Text block:
Rather unsurprisingly, Marneus is also a superlative Thoracle (Thassa's Oracle as a win condition) deck because Marneus has a way to make tokens and also draw cards when he makes tokens. Any ability that triggers as many times as something happens is exploitable, and Marneus' card draw trigger paired with cards like Tormod the Desecrator to trigger the card draw ability when you exile something and give you a token is no exception. If you can exile cards you discard with something like Bag of Holding, any discard trigger creates a loop that decks you, allowing you to win with Jace, Wielder of Mysteries.

Sharuum the Hegemon

Sharuum the Hegemon

Going out on a limb, you probably could have guessed that Sharuum would feature heavily in Esper combos. Sharuum is a combo piece, which is very convenient because that card stays in a special zone and you can cast it whenever you want. I still think Marneus gets the edge in terms of pure value, however, because a lot of the Sharuum combos result only in infinite enters and leaves the battlefield triggers. That's a good combo engine, but you need a third card to turn that loop into a victory. Many of those are two-card combos, and if one of them is your commander, you only need to draw a card like Gigantoplasm to get the engine going. After that, lots of cards can win you the game.

Of course, we can also just win the game on the spot with Sharuum. You can mill them into Bolivian with Technomancer and Altar of Dementia, or you can cast the spell Mysterious Limousine and scream OBSCURA as you make infinite mana to blast their face off with Rocket Launcher. There are quite a few possibilities and all of them are pretty wacky.

Hot Potato

Inniaz, the Gale Force
Illusions of Grandeur
Archfiend of the Dross

Now, the undisputed king of the Hot Potato deck style is probably Blim, Comedic Genius solely because of the number of nasty Enchantments you can make them have. However, despite it being far harder to trigger, I delight in giving them cards like Nine Lives with Inniaz, as well. If you decide to make neither of them your commander, though, you get all of the ease of giving everyone something nasty with Fractured Identity with the nastiness of cards like Immortal Coil. Building an Esper Hot Potato deck (I honestly don't know good shorthand for decks like this, I assume hot potato scans as an idiom) allows us to bring back the first Hot Potato of all time - Illusions of Grandeur. Now, Illusions of Grandeur can't always kill someone in Azorius decks, but it will when you play cards like Aether Snap, Warlock Class and Wound Reflection!

Recorded data:
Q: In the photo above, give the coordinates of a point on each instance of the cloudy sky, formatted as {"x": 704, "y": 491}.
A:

Set exercise: Using the Esper deck text, decide whether each statement agrees with it. Answer yes or no for each, and quote the exact words from the text that settle it. 1. Marneus draws cards when he makes tokens. 2. The writer thinks Sharuum gets the edge over Marneus in pure value. 3. Illusions of Grandeur can always kill someone in Azorius decks.

Reply to the exercise:
1. Yes: "Marneus has a way to make tokens and also draw cards when he makes tokens"
2. No: "I still think Marneus gets the edge in terms of pure value"
3. No: "Illusions of Grandeur can't always kill someone in Azorius decks"